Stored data
* * * *

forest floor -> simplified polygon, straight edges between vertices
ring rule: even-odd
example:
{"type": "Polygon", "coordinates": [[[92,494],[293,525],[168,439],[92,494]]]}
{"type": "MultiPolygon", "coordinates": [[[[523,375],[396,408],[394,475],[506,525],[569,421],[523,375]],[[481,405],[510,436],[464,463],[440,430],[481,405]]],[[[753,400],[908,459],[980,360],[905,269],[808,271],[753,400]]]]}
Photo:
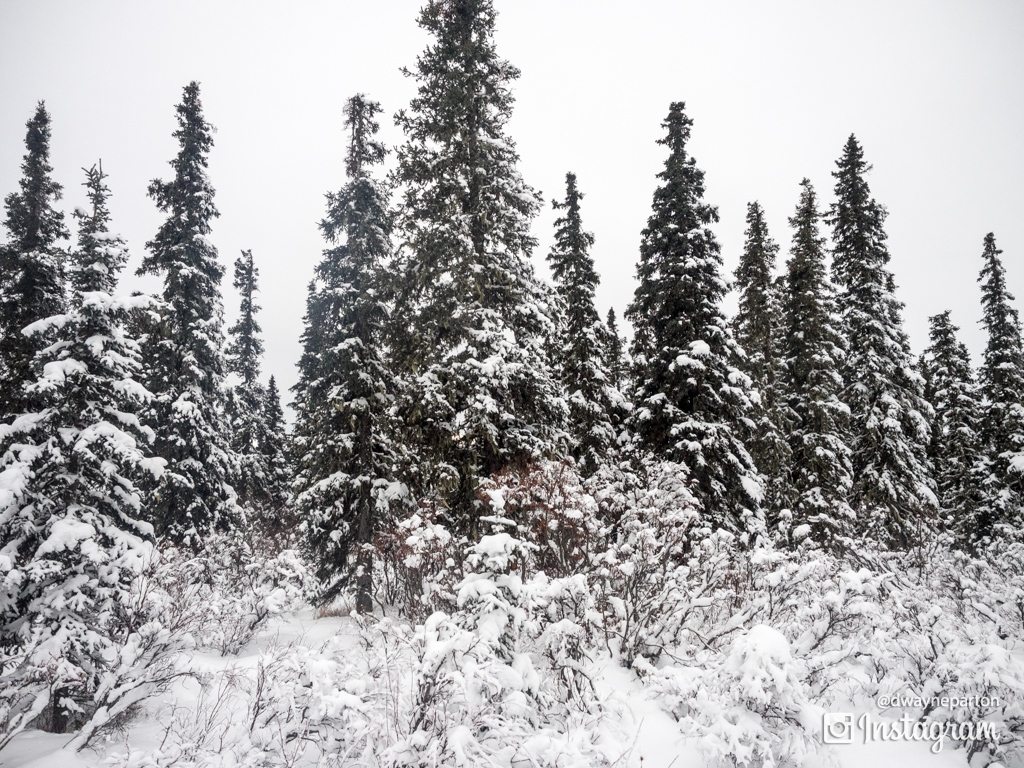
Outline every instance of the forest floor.
{"type": "MultiPolygon", "coordinates": [[[[335,644],[335,651],[340,644],[346,652],[363,652],[363,636],[356,622],[349,617],[318,618],[312,609],[277,617],[236,656],[225,657],[206,651],[192,654],[191,668],[200,673],[204,685],[198,678],[181,679],[162,696],[146,701],[130,722],[109,735],[103,743],[72,753],[64,749],[69,738],[67,735],[28,730],[0,753],[0,765],[4,768],[111,768],[124,765],[127,753],[159,748],[174,718],[183,713],[191,716],[204,707],[215,709],[209,691],[217,688],[219,680],[237,679],[238,676],[254,679],[261,659],[274,649],[279,652],[281,648],[304,648],[316,652],[329,642],[335,644]]],[[[409,677],[399,685],[411,686],[411,674],[407,671],[399,674],[409,677]]],[[[629,768],[704,768],[706,763],[699,745],[682,738],[673,718],[633,673],[607,658],[598,661],[593,674],[599,696],[610,709],[620,713],[622,720],[622,752],[617,765],[629,768]]],[[[229,709],[230,705],[228,701],[225,708],[229,709]]],[[[221,711],[216,716],[244,718],[245,713],[221,711]]],[[[963,751],[947,748],[932,754],[929,746],[911,742],[833,746],[823,750],[813,766],[804,768],[828,765],[838,768],[966,768],[963,751]]],[[[224,765],[233,763],[229,759],[224,765]]]]}

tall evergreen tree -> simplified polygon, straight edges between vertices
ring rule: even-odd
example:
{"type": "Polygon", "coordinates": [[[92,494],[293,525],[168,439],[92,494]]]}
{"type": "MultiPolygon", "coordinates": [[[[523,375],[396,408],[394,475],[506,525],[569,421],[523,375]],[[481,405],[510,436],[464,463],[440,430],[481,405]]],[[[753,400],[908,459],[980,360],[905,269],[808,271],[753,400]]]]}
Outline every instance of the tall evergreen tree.
{"type": "Polygon", "coordinates": [[[506,134],[518,70],[495,49],[492,0],[429,0],[431,42],[397,115],[403,190],[399,348],[413,384],[407,420],[425,456],[417,484],[478,534],[482,478],[550,454],[565,404],[544,340],[552,322],[530,254],[539,199],[506,134]]]}
{"type": "Polygon", "coordinates": [[[774,277],[778,252],[779,246],[768,234],[764,209],[760,203],[749,203],[746,240],[736,269],[740,296],[733,330],[737,343],[746,353],[744,370],[759,394],[751,412],[753,426],[746,444],[765,477],[765,507],[770,513],[782,508],[790,453],[782,434],[778,396],[780,308],[774,277]]]}
{"type": "Polygon", "coordinates": [[[271,438],[267,434],[267,392],[260,383],[263,339],[256,319],[260,311],[256,297],[259,268],[252,251],[242,251],[235,260],[234,286],[241,300],[238,321],[228,329],[230,341],[225,352],[227,369],[238,378],[227,408],[231,449],[238,468],[232,484],[239,503],[259,514],[275,501],[275,489],[264,454],[271,438]]]}
{"type": "Polygon", "coordinates": [[[22,331],[64,307],[64,214],[54,206],[61,186],[51,178],[50,114],[39,102],[27,123],[20,191],[4,200],[10,240],[0,246],[0,418],[32,408],[26,386],[47,335],[22,331]]]}
{"type": "Polygon", "coordinates": [[[605,343],[605,369],[612,384],[624,392],[627,383],[629,360],[626,358],[626,340],[619,333],[619,321],[615,317],[615,307],[608,308],[608,317],[605,319],[607,329],[605,343]]]}
{"type": "Polygon", "coordinates": [[[391,438],[394,373],[385,361],[386,272],[393,216],[373,177],[385,149],[380,106],[348,100],[348,182],[327,196],[324,251],[306,318],[296,386],[296,505],[330,600],[355,582],[356,607],[372,604],[373,536],[395,502],[398,454],[391,438]]]}
{"type": "Polygon", "coordinates": [[[555,362],[568,393],[573,455],[584,474],[592,474],[615,445],[625,401],[606,365],[607,328],[594,306],[598,277],[590,248],[594,236],[584,231],[580,215],[583,193],[576,174],[565,176],[565,200],[555,202],[555,243],[548,263],[555,279],[558,338],[555,362]]]}
{"type": "Polygon", "coordinates": [[[271,529],[283,533],[289,525],[288,488],[292,482],[292,470],[288,459],[288,431],[284,422],[284,409],[281,407],[281,393],[273,376],[267,382],[263,399],[263,424],[263,442],[259,449],[267,468],[267,522],[271,529]]]}
{"type": "Polygon", "coordinates": [[[789,220],[793,229],[782,290],[781,398],[791,461],[786,502],[795,526],[816,541],[842,546],[854,531],[847,501],[853,485],[847,446],[849,411],[840,400],[843,339],[825,266],[821,213],[808,179],[789,220]]]}
{"type": "Polygon", "coordinates": [[[929,345],[921,356],[925,398],[934,411],[928,455],[947,526],[967,543],[978,530],[981,483],[981,395],[967,347],[946,310],[929,318],[929,345]]]}
{"type": "Polygon", "coordinates": [[[221,407],[224,268],[208,239],[218,215],[206,174],[213,138],[198,83],[185,87],[177,121],[174,178],[149,185],[167,219],[146,244],[149,253],[139,269],[164,284],[163,317],[153,324],[144,352],[155,396],[150,423],[160,427],[155,451],[167,470],[150,489],[147,511],[158,535],[199,546],[211,529],[230,529],[239,511],[221,407]]]}
{"type": "Polygon", "coordinates": [[[26,653],[2,682],[24,676],[14,684],[31,687],[42,675],[53,691],[48,727],[58,732],[73,725],[69,702],[115,661],[111,623],[152,536],[136,482],[160,468],[147,456],[153,434],[137,414],[149,393],[125,333],[139,300],[114,293],[124,241],[108,232],[103,172],[89,169],[86,186],[70,309],[28,327],[52,342],[36,354],[27,387],[37,409],[0,426],[0,636],[26,653]]]}
{"type": "Polygon", "coordinates": [[[717,524],[761,527],[762,481],[740,437],[750,426],[751,383],[722,314],[726,284],[704,202],[704,172],[686,145],[693,121],[682,102],[663,126],[668,148],[661,185],[643,231],[639,284],[627,316],[636,331],[635,410],[642,444],[687,465],[694,495],[717,524]]]}
{"type": "Polygon", "coordinates": [[[991,232],[982,252],[981,324],[988,332],[981,366],[986,458],[983,501],[974,541],[1020,535],[1024,526],[1024,350],[1020,317],[1006,286],[1006,269],[991,232]]]}
{"type": "Polygon", "coordinates": [[[934,517],[926,453],[930,408],[913,370],[889,271],[885,209],[871,196],[870,166],[850,136],[836,162],[832,271],[847,337],[843,400],[851,411],[851,504],[862,534],[904,547],[934,517]]]}

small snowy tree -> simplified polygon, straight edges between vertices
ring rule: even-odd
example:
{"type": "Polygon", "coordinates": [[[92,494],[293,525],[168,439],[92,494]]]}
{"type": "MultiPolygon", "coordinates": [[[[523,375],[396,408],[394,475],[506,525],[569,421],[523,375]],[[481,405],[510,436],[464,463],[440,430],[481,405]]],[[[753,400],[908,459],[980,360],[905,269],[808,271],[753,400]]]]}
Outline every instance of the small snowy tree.
{"type": "Polygon", "coordinates": [[[294,490],[324,585],[321,599],[335,597],[354,576],[359,611],[373,608],[372,542],[396,501],[398,465],[390,426],[395,377],[383,337],[392,214],[387,189],[373,177],[385,156],[379,113],[362,95],[345,106],[349,181],[327,196],[320,226],[335,245],[317,266],[295,390],[294,490]]]}
{"type": "Polygon", "coordinates": [[[628,318],[635,329],[631,424],[659,458],[685,464],[694,494],[718,525],[762,527],[763,495],[741,435],[751,426],[750,379],[722,314],[722,256],[704,202],[704,172],[687,153],[682,102],[669,110],[659,144],[668,148],[637,265],[628,318]]]}
{"type": "Polygon", "coordinates": [[[0,688],[41,691],[14,713],[22,723],[49,693],[46,727],[57,732],[80,722],[79,702],[118,662],[111,626],[153,534],[136,483],[162,467],[138,417],[150,395],[125,326],[139,300],[114,293],[127,253],[108,232],[104,178],[87,171],[90,208],[75,213],[70,311],[26,329],[52,339],[28,387],[37,410],[0,426],[0,626],[5,645],[21,648],[0,688]]]}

* * * *

Collect every line with the string "simplified" from the records, and copy each.

forest floor -> simplified polygon, straight edges between vertices
tall evergreen tree -> simplified polygon, straight edges between vertices
small snowy tree -> simplified polygon, straight edges between vertices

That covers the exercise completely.